Стартующие в скором времени переговоры о выходе Великобритании из Европейского Союза могут привести к жесткому конфликту интересов сторон и обострению разногласий Лондона и континента. В результате нас, вероятно, поджидает структурное противостояние.
Несмотря на внешнее неравенство сил, Евросоюз на самом деле становится более уязвимой стороной. Дело в том, что Брексит является одновременно признаком и фактором провала попытки формирования наднациональной Европы. Кроме того, вызванные этой попыткой разногласия грозят обостриться со всех сторон и могут похоронить наблюдающееся с окончания Второй мировой войны доброжелательное отношение европейских народов друг к другу.
Альтернативная модель прекрасно известна: «Европа наций». Она подразумевает объединение стран от Атлантики до Урала на основе сотрудничества. Она все еще возможна?
Обнародованное 29 марта официальное решение Великобритании воспользоваться статьей 50 для выхода из ЕС открывает двухлетний период переговоров об условиях этого процесса и будущих отношениях Лондона и Брюсселя. Глава Евросовета Дональд Туск опубликовал основные направления работы команды, которой поручено представлять ЕС на переговорах по Брекситу.

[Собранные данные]
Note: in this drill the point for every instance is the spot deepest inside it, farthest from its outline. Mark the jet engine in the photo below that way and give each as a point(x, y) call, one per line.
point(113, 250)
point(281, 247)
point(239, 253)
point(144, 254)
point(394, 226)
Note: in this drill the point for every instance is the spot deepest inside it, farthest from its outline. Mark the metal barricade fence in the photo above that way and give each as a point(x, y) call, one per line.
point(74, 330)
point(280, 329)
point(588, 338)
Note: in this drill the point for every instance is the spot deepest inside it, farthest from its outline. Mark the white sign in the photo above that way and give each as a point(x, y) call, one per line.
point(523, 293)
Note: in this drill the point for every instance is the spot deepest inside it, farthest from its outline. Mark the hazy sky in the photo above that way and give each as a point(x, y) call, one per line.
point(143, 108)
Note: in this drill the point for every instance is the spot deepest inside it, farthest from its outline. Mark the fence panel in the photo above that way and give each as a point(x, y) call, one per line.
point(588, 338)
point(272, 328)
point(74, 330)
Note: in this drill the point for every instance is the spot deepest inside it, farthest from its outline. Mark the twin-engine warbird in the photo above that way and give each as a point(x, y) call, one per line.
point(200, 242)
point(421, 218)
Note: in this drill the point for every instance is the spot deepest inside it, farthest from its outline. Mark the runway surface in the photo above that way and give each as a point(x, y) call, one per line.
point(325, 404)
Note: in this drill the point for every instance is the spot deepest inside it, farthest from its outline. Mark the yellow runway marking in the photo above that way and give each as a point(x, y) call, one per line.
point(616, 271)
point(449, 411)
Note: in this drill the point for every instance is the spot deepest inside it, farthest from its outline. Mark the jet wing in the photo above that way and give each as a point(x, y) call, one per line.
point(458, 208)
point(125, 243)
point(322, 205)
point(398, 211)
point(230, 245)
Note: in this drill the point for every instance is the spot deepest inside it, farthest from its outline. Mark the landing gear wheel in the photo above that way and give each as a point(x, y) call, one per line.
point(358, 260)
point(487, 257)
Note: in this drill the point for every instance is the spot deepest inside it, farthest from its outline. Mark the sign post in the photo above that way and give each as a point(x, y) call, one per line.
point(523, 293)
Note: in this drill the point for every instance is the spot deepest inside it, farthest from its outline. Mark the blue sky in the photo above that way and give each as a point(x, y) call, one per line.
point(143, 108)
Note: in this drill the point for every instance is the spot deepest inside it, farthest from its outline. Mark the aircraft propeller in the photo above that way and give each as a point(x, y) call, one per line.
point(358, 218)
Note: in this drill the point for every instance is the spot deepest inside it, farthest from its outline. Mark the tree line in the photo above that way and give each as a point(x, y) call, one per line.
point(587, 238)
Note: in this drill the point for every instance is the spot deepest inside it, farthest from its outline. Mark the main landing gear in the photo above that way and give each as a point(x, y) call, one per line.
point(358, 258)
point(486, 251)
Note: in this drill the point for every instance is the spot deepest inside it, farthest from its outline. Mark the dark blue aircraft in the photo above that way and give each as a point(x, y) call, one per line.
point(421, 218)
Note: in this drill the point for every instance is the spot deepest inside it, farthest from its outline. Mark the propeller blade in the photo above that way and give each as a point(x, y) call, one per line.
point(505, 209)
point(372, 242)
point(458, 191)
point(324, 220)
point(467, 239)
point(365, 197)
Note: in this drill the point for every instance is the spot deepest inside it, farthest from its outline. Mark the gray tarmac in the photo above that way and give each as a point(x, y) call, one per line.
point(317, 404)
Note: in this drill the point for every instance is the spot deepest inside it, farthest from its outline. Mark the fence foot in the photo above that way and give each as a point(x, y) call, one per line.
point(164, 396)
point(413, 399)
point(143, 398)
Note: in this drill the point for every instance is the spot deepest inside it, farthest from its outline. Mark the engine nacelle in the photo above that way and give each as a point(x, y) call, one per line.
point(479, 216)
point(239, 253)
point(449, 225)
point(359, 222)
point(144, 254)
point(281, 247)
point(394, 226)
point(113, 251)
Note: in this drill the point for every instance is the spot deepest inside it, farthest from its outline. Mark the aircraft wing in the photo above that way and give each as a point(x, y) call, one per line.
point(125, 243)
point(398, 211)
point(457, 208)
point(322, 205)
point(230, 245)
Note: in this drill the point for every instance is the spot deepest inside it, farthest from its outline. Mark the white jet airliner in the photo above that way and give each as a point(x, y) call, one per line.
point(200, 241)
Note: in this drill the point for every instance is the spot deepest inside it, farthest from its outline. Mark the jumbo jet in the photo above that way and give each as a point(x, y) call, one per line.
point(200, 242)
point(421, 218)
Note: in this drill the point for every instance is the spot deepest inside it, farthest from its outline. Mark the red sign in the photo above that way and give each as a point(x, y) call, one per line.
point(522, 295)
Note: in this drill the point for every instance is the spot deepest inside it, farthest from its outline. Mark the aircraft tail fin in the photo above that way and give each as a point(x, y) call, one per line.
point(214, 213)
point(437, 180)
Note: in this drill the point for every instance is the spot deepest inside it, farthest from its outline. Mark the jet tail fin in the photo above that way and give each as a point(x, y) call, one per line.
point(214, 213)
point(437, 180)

» Задание:
Перепишите из отрывка о Брексите слово в слово всё, что идет от слов «Стартующие в скором» и вплоть до слов «друг к другу.».

» Ответ:
Стартующие в скором времени переговоры о выходе Великобритании из Европейского Союза могут привести к жесткому конфликту интересов сторон и обострению разногласий Лондона и континента. В результате нас, вероятно, поджидает структурное противостояние.
Несмотря на внешнее неравенство сил, Евросоюз на самом деле становится более уязвимой стороной. Дело в том, что Брексит является одновременно признаком и фактором провала попытки формирования наднациональной Европы. Кроме того, вызванные этой попыткой разногласия грозят обостриться со всех сторон и могут похоронить наблюдающееся с окончания Второй мировой войны доброжелательное отношение европейских народов друг к другу.